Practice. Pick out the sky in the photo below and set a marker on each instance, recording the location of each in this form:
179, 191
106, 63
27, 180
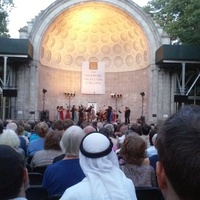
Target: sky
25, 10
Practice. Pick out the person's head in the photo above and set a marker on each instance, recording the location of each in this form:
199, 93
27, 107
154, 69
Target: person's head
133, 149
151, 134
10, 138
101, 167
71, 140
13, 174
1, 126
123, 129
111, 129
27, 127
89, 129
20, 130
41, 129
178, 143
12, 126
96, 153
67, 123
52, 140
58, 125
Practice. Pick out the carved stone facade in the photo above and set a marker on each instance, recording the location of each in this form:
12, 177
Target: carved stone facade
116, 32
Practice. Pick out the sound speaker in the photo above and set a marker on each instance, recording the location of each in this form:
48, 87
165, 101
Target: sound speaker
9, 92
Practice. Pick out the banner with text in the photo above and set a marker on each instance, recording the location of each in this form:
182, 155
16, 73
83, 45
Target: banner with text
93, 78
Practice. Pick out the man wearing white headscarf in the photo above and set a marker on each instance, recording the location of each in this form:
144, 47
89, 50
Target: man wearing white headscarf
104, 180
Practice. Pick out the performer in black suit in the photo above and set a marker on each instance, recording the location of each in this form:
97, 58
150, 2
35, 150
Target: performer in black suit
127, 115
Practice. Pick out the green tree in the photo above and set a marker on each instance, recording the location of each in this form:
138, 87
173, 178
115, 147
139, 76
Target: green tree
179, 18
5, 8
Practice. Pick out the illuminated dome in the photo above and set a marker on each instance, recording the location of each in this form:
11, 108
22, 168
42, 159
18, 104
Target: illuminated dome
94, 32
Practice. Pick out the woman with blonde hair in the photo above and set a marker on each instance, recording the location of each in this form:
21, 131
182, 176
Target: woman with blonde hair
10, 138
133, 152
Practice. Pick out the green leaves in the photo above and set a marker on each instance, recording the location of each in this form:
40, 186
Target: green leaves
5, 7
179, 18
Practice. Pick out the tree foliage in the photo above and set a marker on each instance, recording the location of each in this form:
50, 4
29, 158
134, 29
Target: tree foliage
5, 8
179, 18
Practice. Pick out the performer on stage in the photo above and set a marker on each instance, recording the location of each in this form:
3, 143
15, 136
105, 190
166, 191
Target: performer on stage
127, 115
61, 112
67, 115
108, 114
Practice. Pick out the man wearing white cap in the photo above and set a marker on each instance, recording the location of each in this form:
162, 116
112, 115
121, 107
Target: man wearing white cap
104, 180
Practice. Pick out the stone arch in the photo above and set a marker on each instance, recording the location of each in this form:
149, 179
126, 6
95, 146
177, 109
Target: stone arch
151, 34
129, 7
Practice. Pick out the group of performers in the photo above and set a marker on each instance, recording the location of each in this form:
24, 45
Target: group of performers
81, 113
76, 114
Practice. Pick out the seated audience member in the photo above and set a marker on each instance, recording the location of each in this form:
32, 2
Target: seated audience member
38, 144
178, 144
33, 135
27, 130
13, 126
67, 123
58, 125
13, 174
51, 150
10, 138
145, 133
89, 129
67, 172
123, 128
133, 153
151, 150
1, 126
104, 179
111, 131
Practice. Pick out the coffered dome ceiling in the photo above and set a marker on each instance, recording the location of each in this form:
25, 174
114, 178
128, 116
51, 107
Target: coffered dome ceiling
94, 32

____________

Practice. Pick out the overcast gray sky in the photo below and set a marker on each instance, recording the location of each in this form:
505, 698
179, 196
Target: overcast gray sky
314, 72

____________

- What to do
Filter the items above, copying every line that contains the string "sound". Treat case as significant.

- Correct result
Practice. Pick out the sound speaker in the photo above and set a marker on each instance, recording the location of each in this form:
Target: sound speaker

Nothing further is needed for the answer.